Assignment> Transcribe, exactly as they appear, only the lines from the one holding "Drop a marker on the red" through the end of the entries below.

Collection entries
>>>>>

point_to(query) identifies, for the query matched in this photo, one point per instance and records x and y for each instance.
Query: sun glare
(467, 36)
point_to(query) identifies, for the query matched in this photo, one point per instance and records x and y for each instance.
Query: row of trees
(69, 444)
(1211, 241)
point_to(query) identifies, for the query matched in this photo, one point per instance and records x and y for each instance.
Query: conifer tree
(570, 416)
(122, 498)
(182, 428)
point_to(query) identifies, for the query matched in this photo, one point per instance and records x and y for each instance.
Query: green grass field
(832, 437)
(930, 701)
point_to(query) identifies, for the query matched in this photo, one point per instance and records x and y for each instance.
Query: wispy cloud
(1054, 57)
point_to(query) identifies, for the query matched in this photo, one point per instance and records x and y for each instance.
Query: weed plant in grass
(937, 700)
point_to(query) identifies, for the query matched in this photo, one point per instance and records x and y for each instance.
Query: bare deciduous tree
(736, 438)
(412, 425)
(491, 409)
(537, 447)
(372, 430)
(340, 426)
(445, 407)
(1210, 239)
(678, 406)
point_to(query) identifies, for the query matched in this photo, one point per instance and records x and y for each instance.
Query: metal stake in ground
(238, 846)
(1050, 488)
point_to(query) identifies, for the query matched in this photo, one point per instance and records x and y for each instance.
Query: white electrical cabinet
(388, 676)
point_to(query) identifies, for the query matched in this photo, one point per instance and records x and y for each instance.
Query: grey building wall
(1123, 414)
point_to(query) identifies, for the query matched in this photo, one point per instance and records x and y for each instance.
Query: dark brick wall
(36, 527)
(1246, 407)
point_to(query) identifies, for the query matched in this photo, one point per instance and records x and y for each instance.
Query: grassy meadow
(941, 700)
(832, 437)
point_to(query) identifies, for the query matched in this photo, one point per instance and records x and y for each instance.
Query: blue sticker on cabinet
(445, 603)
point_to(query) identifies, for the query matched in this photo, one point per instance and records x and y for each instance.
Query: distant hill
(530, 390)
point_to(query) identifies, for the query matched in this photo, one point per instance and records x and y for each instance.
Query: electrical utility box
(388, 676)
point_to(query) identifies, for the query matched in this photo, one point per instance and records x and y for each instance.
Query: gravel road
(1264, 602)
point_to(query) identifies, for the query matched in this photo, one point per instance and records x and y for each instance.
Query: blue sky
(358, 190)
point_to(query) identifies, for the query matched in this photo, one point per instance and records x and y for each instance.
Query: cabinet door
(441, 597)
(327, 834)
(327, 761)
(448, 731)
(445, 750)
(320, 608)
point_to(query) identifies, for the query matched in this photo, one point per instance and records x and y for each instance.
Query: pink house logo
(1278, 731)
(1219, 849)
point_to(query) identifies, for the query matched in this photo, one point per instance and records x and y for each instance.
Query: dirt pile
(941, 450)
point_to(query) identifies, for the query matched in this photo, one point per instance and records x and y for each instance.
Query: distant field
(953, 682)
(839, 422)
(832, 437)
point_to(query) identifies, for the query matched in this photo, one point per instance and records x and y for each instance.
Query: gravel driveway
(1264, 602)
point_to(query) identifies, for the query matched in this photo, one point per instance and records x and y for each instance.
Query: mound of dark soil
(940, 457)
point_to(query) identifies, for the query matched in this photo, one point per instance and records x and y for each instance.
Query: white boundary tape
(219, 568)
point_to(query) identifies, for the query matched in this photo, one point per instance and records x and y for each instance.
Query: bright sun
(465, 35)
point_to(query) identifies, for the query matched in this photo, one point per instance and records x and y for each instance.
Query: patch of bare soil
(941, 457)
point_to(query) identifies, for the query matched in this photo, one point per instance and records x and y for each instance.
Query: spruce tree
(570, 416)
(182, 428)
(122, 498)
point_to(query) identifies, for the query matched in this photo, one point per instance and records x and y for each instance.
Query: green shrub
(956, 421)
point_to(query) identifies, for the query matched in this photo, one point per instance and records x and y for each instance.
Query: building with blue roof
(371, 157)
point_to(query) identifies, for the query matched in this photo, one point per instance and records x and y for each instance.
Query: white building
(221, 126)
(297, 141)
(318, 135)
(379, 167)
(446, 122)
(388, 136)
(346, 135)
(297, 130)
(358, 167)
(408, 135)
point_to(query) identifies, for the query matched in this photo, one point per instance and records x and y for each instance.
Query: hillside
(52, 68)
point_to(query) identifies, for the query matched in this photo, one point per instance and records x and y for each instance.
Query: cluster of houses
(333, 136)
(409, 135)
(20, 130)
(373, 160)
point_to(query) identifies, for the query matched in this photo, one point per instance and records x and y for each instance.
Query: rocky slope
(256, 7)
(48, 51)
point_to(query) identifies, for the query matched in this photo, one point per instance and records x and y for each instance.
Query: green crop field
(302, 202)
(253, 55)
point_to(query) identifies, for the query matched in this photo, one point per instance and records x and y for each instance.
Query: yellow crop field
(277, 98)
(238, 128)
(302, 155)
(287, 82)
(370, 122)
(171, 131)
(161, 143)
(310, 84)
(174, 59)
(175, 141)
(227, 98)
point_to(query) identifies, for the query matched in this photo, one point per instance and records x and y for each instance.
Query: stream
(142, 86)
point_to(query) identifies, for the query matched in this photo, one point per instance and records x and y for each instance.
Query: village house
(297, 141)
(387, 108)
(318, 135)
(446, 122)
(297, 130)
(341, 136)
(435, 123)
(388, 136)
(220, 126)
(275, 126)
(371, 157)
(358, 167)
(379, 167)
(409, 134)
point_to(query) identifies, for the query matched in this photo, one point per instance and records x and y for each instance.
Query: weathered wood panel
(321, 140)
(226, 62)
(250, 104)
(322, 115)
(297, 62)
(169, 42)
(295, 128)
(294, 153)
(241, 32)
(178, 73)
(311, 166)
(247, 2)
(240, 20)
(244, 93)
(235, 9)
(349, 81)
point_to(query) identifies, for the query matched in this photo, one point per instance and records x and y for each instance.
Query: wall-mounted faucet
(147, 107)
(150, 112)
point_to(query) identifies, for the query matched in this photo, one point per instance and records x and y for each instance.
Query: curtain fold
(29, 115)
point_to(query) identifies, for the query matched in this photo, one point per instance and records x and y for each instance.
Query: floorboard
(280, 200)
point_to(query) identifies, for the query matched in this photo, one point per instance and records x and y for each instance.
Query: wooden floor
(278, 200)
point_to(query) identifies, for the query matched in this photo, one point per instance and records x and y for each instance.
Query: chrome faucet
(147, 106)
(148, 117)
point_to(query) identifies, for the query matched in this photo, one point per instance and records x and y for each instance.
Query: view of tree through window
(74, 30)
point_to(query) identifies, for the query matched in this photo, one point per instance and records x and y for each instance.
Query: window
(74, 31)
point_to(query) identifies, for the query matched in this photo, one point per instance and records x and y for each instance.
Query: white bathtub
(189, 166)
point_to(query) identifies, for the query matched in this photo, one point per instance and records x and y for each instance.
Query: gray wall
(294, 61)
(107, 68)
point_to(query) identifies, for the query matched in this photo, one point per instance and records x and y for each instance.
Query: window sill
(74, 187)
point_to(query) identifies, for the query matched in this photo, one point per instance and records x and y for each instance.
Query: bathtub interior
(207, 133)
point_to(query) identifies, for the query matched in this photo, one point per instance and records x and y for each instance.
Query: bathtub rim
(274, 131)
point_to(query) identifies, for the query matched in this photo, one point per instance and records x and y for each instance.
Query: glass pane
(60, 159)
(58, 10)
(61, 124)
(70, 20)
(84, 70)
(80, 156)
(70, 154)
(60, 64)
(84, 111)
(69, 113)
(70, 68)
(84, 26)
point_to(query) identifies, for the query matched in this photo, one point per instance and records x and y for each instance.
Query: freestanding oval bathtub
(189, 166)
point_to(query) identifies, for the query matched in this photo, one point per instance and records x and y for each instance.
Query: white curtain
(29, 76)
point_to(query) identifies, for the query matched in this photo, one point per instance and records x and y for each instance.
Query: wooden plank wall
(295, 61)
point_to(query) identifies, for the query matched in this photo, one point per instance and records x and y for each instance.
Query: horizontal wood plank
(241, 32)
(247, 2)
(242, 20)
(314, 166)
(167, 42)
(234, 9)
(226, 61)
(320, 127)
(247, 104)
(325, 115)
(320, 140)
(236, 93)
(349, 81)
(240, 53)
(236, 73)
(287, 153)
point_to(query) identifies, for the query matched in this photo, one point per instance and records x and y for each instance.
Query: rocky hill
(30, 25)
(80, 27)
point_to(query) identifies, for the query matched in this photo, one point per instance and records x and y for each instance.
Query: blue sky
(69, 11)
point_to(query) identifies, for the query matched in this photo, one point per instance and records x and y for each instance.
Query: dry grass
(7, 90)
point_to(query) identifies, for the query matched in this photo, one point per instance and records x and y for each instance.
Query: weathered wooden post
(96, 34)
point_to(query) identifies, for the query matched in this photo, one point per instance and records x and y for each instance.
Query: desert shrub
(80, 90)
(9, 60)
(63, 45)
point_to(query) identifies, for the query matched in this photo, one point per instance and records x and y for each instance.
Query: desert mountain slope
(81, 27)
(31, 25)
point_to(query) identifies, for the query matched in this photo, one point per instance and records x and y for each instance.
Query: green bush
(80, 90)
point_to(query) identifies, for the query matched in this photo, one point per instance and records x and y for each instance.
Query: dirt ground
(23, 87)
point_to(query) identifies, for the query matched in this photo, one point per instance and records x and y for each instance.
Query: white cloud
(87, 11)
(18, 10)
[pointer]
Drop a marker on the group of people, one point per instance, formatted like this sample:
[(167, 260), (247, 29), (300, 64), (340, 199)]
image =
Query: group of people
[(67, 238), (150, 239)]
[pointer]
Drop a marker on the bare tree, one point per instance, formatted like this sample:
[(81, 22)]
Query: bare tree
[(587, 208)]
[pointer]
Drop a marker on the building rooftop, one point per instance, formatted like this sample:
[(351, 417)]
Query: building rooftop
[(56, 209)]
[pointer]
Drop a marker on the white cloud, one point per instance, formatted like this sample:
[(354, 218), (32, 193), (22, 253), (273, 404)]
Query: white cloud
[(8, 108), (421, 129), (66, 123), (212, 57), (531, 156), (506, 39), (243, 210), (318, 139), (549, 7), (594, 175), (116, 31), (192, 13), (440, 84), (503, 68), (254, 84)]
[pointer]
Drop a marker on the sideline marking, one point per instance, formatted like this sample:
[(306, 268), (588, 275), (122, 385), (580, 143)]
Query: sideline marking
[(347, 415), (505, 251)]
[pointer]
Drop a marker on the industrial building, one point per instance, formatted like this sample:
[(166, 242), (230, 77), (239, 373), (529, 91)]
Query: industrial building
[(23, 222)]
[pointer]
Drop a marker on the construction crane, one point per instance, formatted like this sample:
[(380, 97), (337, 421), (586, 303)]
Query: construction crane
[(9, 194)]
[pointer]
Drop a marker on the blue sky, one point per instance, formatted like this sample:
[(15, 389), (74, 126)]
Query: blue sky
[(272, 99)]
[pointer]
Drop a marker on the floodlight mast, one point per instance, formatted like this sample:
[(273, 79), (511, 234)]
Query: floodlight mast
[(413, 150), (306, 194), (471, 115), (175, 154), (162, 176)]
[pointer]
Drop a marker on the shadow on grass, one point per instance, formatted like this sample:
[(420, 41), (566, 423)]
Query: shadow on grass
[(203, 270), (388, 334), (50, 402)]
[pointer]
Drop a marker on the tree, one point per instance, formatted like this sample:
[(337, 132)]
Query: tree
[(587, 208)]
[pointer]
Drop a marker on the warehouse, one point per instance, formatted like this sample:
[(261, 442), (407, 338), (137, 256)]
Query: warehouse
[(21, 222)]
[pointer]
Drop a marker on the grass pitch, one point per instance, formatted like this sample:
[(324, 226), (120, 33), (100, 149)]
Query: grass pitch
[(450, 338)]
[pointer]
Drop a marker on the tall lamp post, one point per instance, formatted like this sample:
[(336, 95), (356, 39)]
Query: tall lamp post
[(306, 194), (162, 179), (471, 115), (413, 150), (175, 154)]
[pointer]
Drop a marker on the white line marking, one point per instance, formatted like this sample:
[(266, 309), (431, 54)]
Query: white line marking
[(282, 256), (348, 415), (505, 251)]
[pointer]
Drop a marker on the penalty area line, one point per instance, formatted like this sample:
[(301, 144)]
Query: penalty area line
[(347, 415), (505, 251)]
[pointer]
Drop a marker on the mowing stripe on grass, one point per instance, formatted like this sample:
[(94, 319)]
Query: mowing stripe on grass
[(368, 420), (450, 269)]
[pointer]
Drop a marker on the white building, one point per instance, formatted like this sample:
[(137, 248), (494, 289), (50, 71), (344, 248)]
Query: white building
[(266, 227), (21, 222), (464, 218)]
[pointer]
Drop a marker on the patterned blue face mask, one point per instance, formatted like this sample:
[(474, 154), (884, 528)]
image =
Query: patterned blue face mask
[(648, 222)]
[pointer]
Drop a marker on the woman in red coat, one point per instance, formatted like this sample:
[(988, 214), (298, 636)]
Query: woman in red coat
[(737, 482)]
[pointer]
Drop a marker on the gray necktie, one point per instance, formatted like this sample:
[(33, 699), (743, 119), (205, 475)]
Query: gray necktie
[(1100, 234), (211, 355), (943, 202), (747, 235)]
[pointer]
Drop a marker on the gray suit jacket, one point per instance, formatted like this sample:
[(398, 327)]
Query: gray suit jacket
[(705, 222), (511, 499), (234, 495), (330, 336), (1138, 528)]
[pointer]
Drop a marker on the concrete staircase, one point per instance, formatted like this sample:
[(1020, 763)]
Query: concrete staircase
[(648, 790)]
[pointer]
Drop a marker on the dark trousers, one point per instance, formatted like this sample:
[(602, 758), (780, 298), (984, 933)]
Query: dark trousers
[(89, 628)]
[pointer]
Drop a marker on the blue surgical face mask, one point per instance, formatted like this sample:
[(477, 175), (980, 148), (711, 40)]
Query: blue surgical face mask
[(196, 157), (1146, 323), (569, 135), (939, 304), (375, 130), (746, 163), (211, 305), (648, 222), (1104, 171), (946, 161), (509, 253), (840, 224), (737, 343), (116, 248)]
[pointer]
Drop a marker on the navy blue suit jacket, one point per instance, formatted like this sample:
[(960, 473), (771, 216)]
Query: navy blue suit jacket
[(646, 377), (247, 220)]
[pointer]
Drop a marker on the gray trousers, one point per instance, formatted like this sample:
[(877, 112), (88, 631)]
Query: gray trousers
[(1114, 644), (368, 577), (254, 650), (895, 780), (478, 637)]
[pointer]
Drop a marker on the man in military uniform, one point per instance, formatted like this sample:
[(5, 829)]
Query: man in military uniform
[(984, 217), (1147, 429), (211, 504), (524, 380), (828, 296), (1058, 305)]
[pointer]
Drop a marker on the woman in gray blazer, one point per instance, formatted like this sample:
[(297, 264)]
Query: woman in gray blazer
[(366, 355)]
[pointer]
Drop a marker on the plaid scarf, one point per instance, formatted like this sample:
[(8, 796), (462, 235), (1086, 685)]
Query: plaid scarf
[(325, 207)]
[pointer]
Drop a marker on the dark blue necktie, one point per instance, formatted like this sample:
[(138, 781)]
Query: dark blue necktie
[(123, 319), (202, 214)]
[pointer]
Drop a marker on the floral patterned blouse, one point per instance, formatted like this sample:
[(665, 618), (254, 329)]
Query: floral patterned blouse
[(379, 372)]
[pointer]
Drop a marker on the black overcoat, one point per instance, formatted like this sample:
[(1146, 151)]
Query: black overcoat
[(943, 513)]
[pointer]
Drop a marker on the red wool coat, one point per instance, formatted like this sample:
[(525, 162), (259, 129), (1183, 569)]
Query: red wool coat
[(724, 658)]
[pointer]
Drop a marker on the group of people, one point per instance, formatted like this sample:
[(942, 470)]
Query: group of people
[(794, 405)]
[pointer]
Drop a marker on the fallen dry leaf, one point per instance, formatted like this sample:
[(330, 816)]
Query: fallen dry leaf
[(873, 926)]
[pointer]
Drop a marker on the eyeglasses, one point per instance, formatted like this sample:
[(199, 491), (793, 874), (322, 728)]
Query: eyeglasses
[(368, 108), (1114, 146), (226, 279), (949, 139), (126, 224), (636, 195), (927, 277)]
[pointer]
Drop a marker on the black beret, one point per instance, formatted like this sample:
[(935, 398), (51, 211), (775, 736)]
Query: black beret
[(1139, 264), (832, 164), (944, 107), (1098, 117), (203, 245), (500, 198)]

<<<<<

Written reply>
Drop a marker on the red wool coat, one point per instance, formatted like this sample:
[(525, 162), (259, 129), (1183, 569)]
Query: red wool coat
[(724, 658)]
[pointer]
Drop a marker on the group of people, one point per instance, formatted like this sample:
[(942, 470)]
Query: group of people
[(794, 405)]
[pointer]
Drop a marker on the fallen dry leaf, one point per instance, formatted like this sample:
[(330, 816)]
Query: fallen dry leaf
[(873, 926)]
[pointer]
Drop a marker on the eyeglasses, one point per instance, formatted like this sample:
[(199, 491), (793, 874), (322, 728)]
Query: eyeglasses
[(368, 108), (1114, 146), (226, 279), (949, 139), (126, 224), (636, 195), (927, 277)]
[pointer]
Drop a marker on the black beret, one point per instance, formatted like this sample:
[(935, 398), (51, 211), (775, 736)]
Query: black beret
[(1139, 264), (832, 164), (944, 107), (1098, 117), (203, 245), (500, 198)]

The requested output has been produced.